- Opening Delimiter -

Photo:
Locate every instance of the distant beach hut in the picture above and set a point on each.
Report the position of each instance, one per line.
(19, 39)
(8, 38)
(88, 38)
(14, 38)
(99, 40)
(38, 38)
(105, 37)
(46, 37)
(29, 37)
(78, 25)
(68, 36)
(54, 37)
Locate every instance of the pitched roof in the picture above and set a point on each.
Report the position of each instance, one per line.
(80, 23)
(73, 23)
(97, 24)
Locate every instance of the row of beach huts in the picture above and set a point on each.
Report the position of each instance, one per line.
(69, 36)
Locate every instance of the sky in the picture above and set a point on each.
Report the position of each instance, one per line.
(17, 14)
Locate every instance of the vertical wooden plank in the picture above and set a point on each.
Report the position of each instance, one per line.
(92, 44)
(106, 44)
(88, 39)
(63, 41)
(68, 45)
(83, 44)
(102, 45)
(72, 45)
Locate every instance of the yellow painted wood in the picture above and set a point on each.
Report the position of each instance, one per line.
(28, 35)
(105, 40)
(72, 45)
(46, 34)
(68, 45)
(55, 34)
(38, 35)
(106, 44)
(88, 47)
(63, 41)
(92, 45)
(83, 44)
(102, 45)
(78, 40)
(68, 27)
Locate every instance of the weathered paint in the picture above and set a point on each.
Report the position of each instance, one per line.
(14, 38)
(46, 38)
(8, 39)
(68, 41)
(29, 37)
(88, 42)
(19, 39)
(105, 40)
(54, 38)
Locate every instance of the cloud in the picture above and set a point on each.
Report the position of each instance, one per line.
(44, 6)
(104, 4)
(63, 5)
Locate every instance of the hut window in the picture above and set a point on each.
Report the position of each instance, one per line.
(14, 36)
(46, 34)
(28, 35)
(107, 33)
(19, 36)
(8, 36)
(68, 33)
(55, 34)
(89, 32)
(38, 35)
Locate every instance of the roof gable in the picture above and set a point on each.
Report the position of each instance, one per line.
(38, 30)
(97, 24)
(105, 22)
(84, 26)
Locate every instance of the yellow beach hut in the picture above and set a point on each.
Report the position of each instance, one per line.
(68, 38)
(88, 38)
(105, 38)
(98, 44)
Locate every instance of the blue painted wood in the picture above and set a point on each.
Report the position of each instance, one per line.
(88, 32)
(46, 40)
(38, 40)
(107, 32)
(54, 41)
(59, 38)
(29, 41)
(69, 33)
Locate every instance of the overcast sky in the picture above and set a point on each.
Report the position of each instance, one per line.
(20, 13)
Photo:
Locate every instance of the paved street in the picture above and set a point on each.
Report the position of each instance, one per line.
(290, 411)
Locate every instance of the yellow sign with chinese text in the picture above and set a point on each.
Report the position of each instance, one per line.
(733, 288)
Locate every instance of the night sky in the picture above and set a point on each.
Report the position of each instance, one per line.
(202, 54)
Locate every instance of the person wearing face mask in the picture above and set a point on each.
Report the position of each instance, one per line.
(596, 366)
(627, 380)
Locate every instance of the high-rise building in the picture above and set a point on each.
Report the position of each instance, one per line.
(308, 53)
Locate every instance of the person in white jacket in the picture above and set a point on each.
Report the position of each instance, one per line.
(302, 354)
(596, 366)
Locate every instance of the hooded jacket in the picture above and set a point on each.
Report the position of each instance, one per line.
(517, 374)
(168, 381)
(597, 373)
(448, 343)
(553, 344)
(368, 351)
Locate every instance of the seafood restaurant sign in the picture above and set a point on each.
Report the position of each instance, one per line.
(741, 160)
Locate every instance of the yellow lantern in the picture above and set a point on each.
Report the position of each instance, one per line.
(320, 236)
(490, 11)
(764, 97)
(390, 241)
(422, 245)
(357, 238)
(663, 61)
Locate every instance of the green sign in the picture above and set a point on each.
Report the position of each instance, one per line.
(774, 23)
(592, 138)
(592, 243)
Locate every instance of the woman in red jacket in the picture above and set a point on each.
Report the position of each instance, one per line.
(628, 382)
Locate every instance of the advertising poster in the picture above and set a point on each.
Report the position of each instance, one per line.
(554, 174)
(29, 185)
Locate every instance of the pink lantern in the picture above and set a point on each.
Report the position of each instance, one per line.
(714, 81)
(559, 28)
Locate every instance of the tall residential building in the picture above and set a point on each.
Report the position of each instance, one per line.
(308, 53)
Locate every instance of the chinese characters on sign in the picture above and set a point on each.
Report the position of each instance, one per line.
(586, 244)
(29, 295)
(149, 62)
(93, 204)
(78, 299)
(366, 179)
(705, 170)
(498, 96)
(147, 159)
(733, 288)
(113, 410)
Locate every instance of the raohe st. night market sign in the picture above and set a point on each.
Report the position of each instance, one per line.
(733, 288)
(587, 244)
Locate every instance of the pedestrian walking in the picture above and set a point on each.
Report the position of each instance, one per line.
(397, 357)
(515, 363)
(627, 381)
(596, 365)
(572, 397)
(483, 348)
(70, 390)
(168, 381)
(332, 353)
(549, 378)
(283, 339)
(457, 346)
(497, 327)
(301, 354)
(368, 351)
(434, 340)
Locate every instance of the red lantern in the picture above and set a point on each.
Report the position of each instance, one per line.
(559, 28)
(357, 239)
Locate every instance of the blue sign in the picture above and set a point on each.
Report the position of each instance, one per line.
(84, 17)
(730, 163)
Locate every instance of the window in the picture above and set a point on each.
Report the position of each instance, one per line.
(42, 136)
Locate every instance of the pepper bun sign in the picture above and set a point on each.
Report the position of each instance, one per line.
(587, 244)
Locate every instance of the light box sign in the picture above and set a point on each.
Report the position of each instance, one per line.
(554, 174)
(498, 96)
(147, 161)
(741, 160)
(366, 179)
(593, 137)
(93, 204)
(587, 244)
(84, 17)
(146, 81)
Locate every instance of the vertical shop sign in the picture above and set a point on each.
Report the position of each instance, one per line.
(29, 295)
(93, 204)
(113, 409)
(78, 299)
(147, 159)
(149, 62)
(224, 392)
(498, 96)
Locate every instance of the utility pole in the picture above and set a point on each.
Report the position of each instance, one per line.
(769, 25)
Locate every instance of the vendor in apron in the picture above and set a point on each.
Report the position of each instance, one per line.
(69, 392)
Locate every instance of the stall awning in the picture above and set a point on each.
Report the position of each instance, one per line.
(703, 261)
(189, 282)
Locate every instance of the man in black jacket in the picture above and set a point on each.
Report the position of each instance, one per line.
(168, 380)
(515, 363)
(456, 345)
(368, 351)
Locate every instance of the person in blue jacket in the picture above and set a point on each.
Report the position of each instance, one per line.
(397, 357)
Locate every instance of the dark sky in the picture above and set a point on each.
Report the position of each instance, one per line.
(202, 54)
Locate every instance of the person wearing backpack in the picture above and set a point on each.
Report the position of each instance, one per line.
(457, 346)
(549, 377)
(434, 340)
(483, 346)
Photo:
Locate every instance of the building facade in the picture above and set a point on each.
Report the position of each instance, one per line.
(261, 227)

- Closing Delimiter -

#### EXERCISE:
Each line must be set down again exactly as above, with no line omitted.

#### REPLY:
Photo:
Locate every instance of the distant beach hut in the picture above and set a point on each.
Report the position of each instance, one per line.
(19, 39)
(8, 38)
(88, 38)
(14, 38)
(99, 40)
(38, 38)
(105, 37)
(46, 37)
(29, 37)
(78, 25)
(68, 36)
(54, 37)
Locate every instance of the pitched roof in the picture above and set a point on each.
Report the position of each instance, one per line.
(80, 23)
(73, 23)
(97, 24)
Locate every instance of the row of beach huts in the picture above and set a point on each.
Report the position of each instance, one per line.
(69, 36)
Locate every instance of the sky in the picture above and set a point on each.
Report the position of each instance, one per line.
(17, 14)
Locate every instance of the vertical wooden plank in the picture above and set a point on each.
Report the position of each instance, one per line.
(92, 44)
(106, 44)
(88, 39)
(63, 41)
(68, 45)
(83, 44)
(102, 45)
(72, 45)
Locate every instance of the yellow painted wood in the picture above and set a point on each.
Report the position of each instance, one per line.
(28, 35)
(105, 40)
(72, 45)
(46, 34)
(68, 45)
(55, 34)
(38, 35)
(106, 44)
(88, 47)
(63, 41)
(92, 45)
(83, 44)
(102, 45)
(78, 40)
(68, 27)
Locate every instance of the weathered paint in the picture above and set a point on each.
Report the position of each instance, one per line.
(14, 38)
(46, 38)
(8, 39)
(68, 41)
(29, 37)
(88, 42)
(19, 39)
(105, 40)
(54, 38)
Locate every instance of the cloud in the picture above and set a point on each.
Report the position of each instance, one per line.
(44, 6)
(104, 4)
(63, 5)
Locate every instance of the hut window in the picture above and set a point on each.
Report the position of each instance, one per line.
(14, 36)
(46, 34)
(28, 35)
(107, 33)
(19, 36)
(8, 36)
(68, 33)
(55, 34)
(89, 32)
(38, 35)
Locate every instance of the roof gable in the picture above and set a point on each.
Report the position of each instance, one per line.
(38, 30)
(97, 24)
(105, 22)
(84, 26)
Locate every instance of the yellow beach hut in the picture above and set a point on each.
Report the position of each instance, one per line.
(68, 38)
(88, 38)
(105, 38)
(98, 44)
Locate every instance of the blue painted wood in the picture above and set a point on each.
Report the position of each instance, one per line.
(88, 32)
(46, 40)
(38, 40)
(107, 32)
(54, 41)
(59, 38)
(29, 41)
(69, 33)
Locate every instance of the overcast sky in the picture above and set a point on each.
Report the position of each instance, one per line.
(20, 13)
Photo:
Locate every instance of the paved street in the picture above and set a point on each.
Report the position of each instance, one per line.
(290, 411)
Locate every instance of the yellow sign with chinese text in the picture above and set a point on each.
Report the position of each instance, one per line.
(733, 288)
Locate every instance of the night sky in the picture above and set a point on each.
Report the position of each instance, one per line.
(202, 54)
Locate every instance of the person wearing face mask in the picture above and set a point on each.
Report the position of each instance, one per line.
(596, 366)
(627, 380)
Locate every instance of the high-rise building in the picture above and set a point on each.
Report the position of each instance, one per line.
(308, 53)
Locate every instance of the person in white jacket in the picture above and set a point on each.
Report the position of each instance, one per line.
(302, 354)
(596, 366)
Locate every instance of the hooded jacket in the picture above and set a point on each.
Report the position of each instance, one per line.
(517, 374)
(168, 381)
(597, 373)
(448, 343)
(553, 344)
(368, 351)
Locate every instance of the seafood restaurant sign in the picture above and set a point on each.
Report the position of each instance, one per line.
(741, 160)
Locate every instance of the yellow lantern in the picture above and set a point on each.
Report the position of each instance, one per line.
(320, 236)
(490, 11)
(764, 97)
(390, 241)
(422, 245)
(357, 238)
(663, 61)
Locate every instance of the green sign in the picture above and set a point on each.
Report the position of each instance, one per line.
(774, 23)
(592, 138)
(592, 243)
Locate every instance of the woman in red jacket in the picture above and set a point on each.
Report the position of each instance, one per line.
(628, 382)
Locate every instance of the advertising poster in the picture above and set a point on each.
Report the position of each instance, one per line.
(554, 174)
(29, 185)
Locate every instance of the pink lantern in the picture above and set a point on each.
Report the position of each instance, one per line.
(714, 81)
(559, 28)
Locate every instance of the tall residential building in the picture above and set a point on each.
Report the position of each instance, one per line.
(308, 53)
Locate every instance of the chinese characters on sign in the picture above and set a point on each.
Report the position of each instance, one per line.
(586, 244)
(29, 295)
(149, 62)
(93, 204)
(78, 299)
(366, 179)
(705, 170)
(498, 96)
(147, 159)
(733, 288)
(113, 410)
Locate every instance of the raohe st. night market sign in the picture above and set a point on each.
Report the position of each instance, one per line.
(733, 288)
(587, 244)
Locate every instance of the pedestrian walking in the picture above and set a point on each.
Report the position of each instance, one per line.
(397, 357)
(515, 363)
(627, 381)
(596, 365)
(572, 397)
(483, 348)
(70, 390)
(168, 381)
(332, 353)
(549, 378)
(283, 339)
(457, 346)
(497, 327)
(301, 354)
(368, 351)
(434, 340)
Locate every instance of the red lantern in the picture above and set a point on each.
Report the position of each instance, one per line.
(559, 28)
(357, 239)
Locate every instance of the blue sign in the picture above and set a point on each.
Report the position of each instance, one per line.
(84, 17)
(730, 163)
Locate every instance of the window in the picture above and set a point on each.
Report the position of each instance, one per line.
(42, 136)
Locate every instance of the pepper bun sign in the picture above and set a point on each.
Report the position of each instance, one per line.
(587, 244)
Locate every instance of the light box sign in the picture above and set a point on each.
Report the position of each instance, one per line.
(554, 174)
(498, 96)
(147, 161)
(741, 160)
(366, 179)
(593, 137)
(93, 204)
(587, 244)
(84, 17)
(146, 81)
Locate every instance of the vertical shop sign in the picture above and set a point on each.
Report the position of each instance, one per line.
(29, 295)
(93, 204)
(113, 409)
(78, 299)
(147, 159)
(149, 62)
(224, 392)
(498, 96)
Locate every instance of the utility pole in the picture above and set a point on each.
Report the position of each instance, one per line.
(769, 25)
Locate every instance of the vendor in apron in the picture above and set a point on each.
Report the position of each instance, one per line.
(69, 392)
Locate every instance of the stall awning in the picture above and set a point on each.
Report the position of each instance, one per line.
(703, 261)
(189, 282)
Locate every instance of the man in black jacket in the picture above and set a point on each.
Report the position of each instance, one per line.
(168, 380)
(515, 363)
(456, 345)
(368, 351)
Locate every instance of the person in blue jacket in the picture above and set a point on each.
Report the position of each instance, one per line.
(397, 357)
Locate every instance of the dark sky in the picture above and set a point on each.
Report the position of each instance, one per line.
(202, 54)
Locate every instance of the person wearing backpack in the picture above and set a point on each.
Report the position of each instance, one per line.
(457, 346)
(549, 377)
(434, 340)
(483, 346)
Photo:
Locate every instance of the building facade in the picture above and set a point on each.
Report the position of each instance, one per line.
(261, 227)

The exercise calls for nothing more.